# PROBLEM TO SOLVE
One part of the entries below is wanted: the lines from the one containing "point: urban sprawl" through the one containing "point: glowing building". Write those out exactly and nothing else.

# AVAILABLE DATA

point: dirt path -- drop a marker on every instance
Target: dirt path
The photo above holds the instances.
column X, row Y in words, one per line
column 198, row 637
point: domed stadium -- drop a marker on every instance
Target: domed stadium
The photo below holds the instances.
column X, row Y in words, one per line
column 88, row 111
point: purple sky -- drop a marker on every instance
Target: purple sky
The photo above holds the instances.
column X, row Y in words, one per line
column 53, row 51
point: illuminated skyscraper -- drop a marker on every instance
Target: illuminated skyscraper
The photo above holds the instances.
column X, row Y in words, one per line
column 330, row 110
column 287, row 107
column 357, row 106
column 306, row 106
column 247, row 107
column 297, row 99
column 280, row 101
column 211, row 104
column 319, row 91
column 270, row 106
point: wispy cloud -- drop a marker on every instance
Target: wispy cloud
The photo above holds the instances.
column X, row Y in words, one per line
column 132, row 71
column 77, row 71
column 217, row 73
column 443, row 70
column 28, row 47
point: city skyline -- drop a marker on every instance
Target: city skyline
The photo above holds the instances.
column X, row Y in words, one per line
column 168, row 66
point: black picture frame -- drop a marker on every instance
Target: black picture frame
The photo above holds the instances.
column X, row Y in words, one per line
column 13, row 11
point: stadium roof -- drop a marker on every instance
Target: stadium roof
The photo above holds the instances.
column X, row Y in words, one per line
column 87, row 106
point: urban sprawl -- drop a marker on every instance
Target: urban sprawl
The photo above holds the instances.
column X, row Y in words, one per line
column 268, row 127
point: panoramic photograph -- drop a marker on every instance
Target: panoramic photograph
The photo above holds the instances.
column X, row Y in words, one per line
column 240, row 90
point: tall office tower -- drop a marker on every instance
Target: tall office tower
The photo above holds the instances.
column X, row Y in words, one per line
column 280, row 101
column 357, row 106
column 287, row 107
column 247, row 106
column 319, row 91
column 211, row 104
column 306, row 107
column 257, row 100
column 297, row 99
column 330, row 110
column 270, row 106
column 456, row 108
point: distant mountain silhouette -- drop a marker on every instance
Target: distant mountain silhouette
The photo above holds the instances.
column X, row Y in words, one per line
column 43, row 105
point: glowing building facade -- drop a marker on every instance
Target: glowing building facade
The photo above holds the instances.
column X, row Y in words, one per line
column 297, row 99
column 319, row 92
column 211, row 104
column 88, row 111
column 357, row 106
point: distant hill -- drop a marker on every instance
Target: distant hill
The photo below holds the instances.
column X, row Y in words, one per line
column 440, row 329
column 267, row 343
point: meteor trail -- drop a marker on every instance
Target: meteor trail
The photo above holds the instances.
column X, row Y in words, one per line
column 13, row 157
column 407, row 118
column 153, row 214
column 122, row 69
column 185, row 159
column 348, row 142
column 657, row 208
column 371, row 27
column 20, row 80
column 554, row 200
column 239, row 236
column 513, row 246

# EXPECTED ANSWER
point: urban sprawl -- drop a marker on every instance
Target: urban sprawl
The photo above holds the instances.
column X, row Y in words, one per line
column 268, row 127
point: panoramic photograph -- drop a marker on every instance
Target: panoramic photograph
The photo above holds the instances.
column X, row Y in words, one per line
column 240, row 90
point: tall office tower -- drop a marker on every instance
Target: tall office tower
The photo above holds the instances.
column X, row Y in words, one per line
column 280, row 101
column 357, row 106
column 287, row 107
column 247, row 106
column 319, row 91
column 211, row 104
column 306, row 107
column 257, row 100
column 297, row 99
column 330, row 110
column 270, row 106
column 456, row 108
point: distant mountain silhouette -- drop a marker on every instance
Target: distant mountain silhouette
The photo above holds the instances.
column X, row Y in words, one per line
column 43, row 105
point: glowing building facade -- drop a marker on every instance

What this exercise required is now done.